• [EXTRACTED INFORMATION]
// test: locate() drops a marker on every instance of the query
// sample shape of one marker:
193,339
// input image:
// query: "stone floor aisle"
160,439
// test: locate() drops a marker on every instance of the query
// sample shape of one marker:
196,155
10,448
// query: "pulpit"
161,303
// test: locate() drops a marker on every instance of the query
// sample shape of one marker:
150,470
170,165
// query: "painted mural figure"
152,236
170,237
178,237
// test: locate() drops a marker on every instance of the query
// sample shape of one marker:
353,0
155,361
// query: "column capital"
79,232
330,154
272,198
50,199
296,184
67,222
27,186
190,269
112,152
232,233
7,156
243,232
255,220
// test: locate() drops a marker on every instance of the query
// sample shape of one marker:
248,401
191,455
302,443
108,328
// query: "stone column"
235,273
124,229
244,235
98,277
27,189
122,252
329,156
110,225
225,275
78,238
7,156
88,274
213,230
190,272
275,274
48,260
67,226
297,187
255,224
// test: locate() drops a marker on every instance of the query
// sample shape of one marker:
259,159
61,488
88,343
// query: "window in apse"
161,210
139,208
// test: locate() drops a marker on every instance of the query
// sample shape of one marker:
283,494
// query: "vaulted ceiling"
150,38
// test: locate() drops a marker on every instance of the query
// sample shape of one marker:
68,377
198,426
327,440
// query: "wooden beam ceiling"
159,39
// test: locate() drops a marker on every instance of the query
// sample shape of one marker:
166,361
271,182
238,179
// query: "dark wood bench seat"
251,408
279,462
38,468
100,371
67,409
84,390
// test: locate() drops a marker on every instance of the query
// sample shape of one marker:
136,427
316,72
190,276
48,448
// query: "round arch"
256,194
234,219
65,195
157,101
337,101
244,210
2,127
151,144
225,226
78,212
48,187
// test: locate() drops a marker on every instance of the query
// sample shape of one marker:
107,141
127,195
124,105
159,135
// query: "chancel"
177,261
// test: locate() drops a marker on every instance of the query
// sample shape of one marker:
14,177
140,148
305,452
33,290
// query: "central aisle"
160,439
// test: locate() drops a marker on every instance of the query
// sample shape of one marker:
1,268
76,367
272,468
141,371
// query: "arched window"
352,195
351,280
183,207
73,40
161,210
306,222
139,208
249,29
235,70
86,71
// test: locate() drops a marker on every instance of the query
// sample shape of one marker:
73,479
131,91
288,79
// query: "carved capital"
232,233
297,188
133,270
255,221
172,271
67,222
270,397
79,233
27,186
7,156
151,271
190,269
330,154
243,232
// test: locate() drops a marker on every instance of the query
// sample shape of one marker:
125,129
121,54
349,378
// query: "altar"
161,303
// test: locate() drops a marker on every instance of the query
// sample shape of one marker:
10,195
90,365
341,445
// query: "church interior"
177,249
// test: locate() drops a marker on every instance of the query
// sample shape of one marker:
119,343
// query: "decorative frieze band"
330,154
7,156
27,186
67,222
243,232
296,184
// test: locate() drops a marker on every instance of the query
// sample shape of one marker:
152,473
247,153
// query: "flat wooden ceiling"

• [PROBLEM STATEMENT]
The full data must appear again, retyped in every detail.

• [THE COMPLETED TASK]
// test: locate() drops a marker on every instance of the query
// sample shape of one marker:
193,339
// input image:
// query: "stone floor aisle"
160,439
// test: locate() drops a marker on every instance of the query
// sample shape of one marker:
196,155
10,448
// query: "pulpit"
161,303
// test: locate() drops a marker on every instance of the query
// sample shape of one marker:
150,470
170,165
// query: "painted mural figure"
152,236
170,237
178,237
// test: locate() drops a marker on every instance of the query
// sample shape of one marker:
353,0
155,361
// query: "column capital"
79,232
330,154
272,198
50,199
296,184
67,222
27,186
190,269
112,152
232,233
7,156
243,232
255,220
// test: locate() drops a marker on every instance of the query
// sample shape of one marker:
248,401
191,455
302,443
108,328
// query: "stone column"
235,273
124,229
244,235
98,277
27,189
122,252
329,156
110,225
225,275
78,238
7,156
88,274
213,230
190,272
275,274
48,260
67,226
297,187
255,224
// test: locate() drops a marker on every instance of the query
// sample shape of one marker:
259,159
61,488
88,343
// query: "window in apse"
161,210
139,208
// test: locate() drops a marker on every instance of the query
// sample shape of one marker:
283,494
// query: "vaulted ceiling"
150,38
// test: locate() drops a marker on every instance of the query
// sample shape of one marker:
68,377
198,426
327,440
// query: "wooden beam ceiling"
159,39
// test: locate() drops a marker on every instance of the query
// sample shape of one marker:
166,361
271,182
238,179
// query: "dark wood bench seat"
251,408
279,462
38,468
100,371
67,409
84,390
// test: locate() drops a marker on every instance of the query
// sample shape of one marker:
136,427
316,72
190,276
48,448
// query: "round arch"
256,194
234,219
65,195
157,101
337,101
244,210
2,127
151,144
225,226
78,212
48,187
// test: locate() drops a marker on every instance of the query
// sample shape of one marker:
107,141
127,195
124,105
159,135
// query: "chancel"
177,261
// test: locate() drops a marker on every instance of the query
// sample shape of one marker:
14,177
140,148
305,452
33,290
// query: "central aisle"
160,439
// test: locate() drops a marker on every instance of the query
// sample shape of one marker:
1,268
76,367
272,468
141,371
// query: "arched window"
352,195
351,280
183,207
73,40
161,210
306,222
139,208
249,29
235,70
86,71
// test: locate() drops a marker on every instance of the query
// sample shape of one marker:
73,479
131,91
288,79
// query: "carved capital"
232,233
297,188
133,270
255,221
172,271
67,222
270,397
79,233
27,186
7,156
151,271
190,269
330,154
243,232
// test: locate() drops a marker on every instance of the query
// sample shape of one marker:
125,129
121,54
349,378
// query: "altar"
161,303
// test: locate() drops a marker on every instance of the query
// sample shape of one marker:
10,195
90,365
341,445
// query: "church interior"
177,249
// test: locate() drops a marker on every instance of the query
// sample shape of one marker:
119,343
// query: "decorative frieze band"
330,154
7,156
27,186
67,222
243,232
296,184
// test: locate() drops a marker on every instance of the query
// sample shape of one marker:
152,473
247,153
// query: "flat wooden ceiling"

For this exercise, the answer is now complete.